- **SUPPLIED ENTRIES**:

■ ■ ■

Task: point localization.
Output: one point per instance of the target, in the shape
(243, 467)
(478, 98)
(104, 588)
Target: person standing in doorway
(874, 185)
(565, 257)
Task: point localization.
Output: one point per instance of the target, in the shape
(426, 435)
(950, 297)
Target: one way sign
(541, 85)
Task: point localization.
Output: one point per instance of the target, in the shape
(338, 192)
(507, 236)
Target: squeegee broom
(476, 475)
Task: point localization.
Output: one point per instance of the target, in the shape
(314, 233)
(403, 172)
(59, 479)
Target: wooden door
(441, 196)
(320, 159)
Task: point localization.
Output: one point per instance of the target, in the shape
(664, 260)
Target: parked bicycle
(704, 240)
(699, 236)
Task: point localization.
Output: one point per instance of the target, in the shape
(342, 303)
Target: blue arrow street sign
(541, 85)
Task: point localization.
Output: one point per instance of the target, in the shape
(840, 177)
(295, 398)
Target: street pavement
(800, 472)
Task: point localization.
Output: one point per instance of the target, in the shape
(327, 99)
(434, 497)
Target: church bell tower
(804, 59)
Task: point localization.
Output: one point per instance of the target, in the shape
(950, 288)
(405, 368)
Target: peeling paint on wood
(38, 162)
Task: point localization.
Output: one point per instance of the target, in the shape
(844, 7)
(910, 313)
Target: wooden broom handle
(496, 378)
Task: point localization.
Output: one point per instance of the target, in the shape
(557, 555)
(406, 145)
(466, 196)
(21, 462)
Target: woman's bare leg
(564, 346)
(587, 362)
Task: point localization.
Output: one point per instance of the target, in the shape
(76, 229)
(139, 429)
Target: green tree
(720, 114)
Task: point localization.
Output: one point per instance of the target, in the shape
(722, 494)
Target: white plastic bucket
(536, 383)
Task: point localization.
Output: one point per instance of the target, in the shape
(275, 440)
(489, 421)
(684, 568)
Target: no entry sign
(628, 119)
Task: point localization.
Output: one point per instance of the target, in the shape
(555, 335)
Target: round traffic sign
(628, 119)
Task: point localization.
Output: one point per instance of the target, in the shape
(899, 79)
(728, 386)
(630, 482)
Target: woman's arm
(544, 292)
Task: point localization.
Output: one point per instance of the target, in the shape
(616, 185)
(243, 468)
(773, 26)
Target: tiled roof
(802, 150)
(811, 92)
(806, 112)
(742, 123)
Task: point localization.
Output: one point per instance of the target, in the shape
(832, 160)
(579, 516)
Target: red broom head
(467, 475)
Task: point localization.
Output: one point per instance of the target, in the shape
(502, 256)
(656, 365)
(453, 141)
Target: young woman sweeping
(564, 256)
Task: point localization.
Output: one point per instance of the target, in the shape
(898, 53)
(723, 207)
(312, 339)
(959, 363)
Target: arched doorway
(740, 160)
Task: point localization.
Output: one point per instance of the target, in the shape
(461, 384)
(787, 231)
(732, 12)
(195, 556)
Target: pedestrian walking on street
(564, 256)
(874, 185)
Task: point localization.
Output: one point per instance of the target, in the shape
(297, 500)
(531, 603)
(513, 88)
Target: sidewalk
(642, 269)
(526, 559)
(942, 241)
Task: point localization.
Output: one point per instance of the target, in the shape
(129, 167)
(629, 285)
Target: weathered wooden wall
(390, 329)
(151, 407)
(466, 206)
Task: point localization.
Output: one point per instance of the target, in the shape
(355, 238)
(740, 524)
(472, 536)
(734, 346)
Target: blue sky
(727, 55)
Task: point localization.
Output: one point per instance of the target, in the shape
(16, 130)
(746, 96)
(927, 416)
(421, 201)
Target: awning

■ ■ ■

- **ACTIVITY**:
Output each record exactly, leaving nothing out.

- **REPLY**:
Task: point localization.
Output: one point per instance of the target, in the shape
(243, 467)
(478, 98)
(104, 588)
Target: person standing in doorway
(874, 185)
(565, 257)
Task: point localization.
Output: one point per instance of the target, in the shape
(426, 435)
(950, 297)
Target: one way sign
(541, 85)
Task: point localization.
Output: one point per instance of the target, in the shape
(338, 192)
(507, 236)
Target: squeegee broom
(476, 475)
Task: point localization.
Output: one point per instance of the target, in the shape
(314, 233)
(403, 172)
(59, 479)
Target: wooden door
(441, 196)
(320, 159)
Task: point localization.
Output: one point per instance of the target, in the shape
(664, 260)
Target: parked bicycle
(704, 240)
(699, 236)
Task: point localization.
Output: one point per instance of the target, in the shape
(342, 303)
Target: blue arrow street sign
(541, 85)
Task: point localization.
Output: one point per instance of the target, in the shape
(840, 177)
(295, 398)
Target: street pavement
(800, 472)
Task: point localization.
Output: one point per instance of the target, in the shape
(327, 99)
(434, 497)
Target: church bell tower
(804, 59)
Task: point localization.
Output: one point per instance of the target, in the shape
(950, 288)
(405, 368)
Target: peeling paint on wood
(38, 162)
Task: point localization.
Output: one point per instance of the target, in the shape
(844, 7)
(910, 313)
Target: wooden broom handle
(496, 378)
Task: point localization.
Output: one point per instance of the target, in the shape
(557, 555)
(406, 145)
(466, 196)
(21, 462)
Target: woman's bare leg
(564, 346)
(587, 362)
Task: point localization.
Output: one point per instance of the target, in the shape
(76, 229)
(139, 429)
Target: green tree
(720, 114)
Task: point localization.
Output: one point per instance of the target, in the shape
(722, 494)
Target: white plastic bucket
(536, 383)
Task: point localization.
Output: one point per instance of the target, in the shape
(275, 440)
(489, 421)
(684, 568)
Target: no entry sign
(628, 119)
Task: point localization.
Output: one point per instance of the target, in the shape
(555, 335)
Target: round traffic sign
(628, 119)
Task: point localization.
Output: one point per instance of the target, in the shape
(899, 79)
(728, 386)
(630, 482)
Target: woman's arm
(544, 292)
Task: point localization.
Output: one point per instance of the target, in the shape
(616, 185)
(243, 468)
(773, 26)
Target: tiled roof
(802, 150)
(811, 92)
(806, 112)
(742, 123)
Task: point localization.
Output: one point per instance of the target, in the shape
(832, 160)
(579, 516)
Target: red broom head
(467, 475)
Task: point localization.
Output: one point per instance of the target, in the shape
(502, 256)
(656, 365)
(453, 141)
Target: young woman sweeping
(564, 256)
Task: point localization.
Output: one point per instance of the target, in the shape
(898, 53)
(723, 207)
(312, 339)
(959, 363)
Target: arched doorway
(740, 160)
Task: point localization.
Output: one point per instance of the target, in the shape
(461, 384)
(787, 231)
(732, 12)
(195, 556)
Target: pedestrian walking on street
(564, 256)
(874, 185)
Task: point localization.
Output: one point per instance of the target, in the shape
(297, 500)
(531, 603)
(513, 88)
Target: sidewalk
(642, 269)
(526, 559)
(942, 241)
Task: point localization.
Output: one point per instance of the target, in the shape
(129, 167)
(629, 285)
Target: weathered wooden wall
(390, 329)
(151, 407)
(466, 206)
Task: point localization.
Output: one point per instance of the target, in the shape
(355, 238)
(740, 524)
(472, 536)
(734, 346)
Target: blue sky
(727, 55)
Task: point localization.
Output: one point per instance of the target, in the shape
(16, 130)
(746, 96)
(927, 416)
(421, 201)
Target: awning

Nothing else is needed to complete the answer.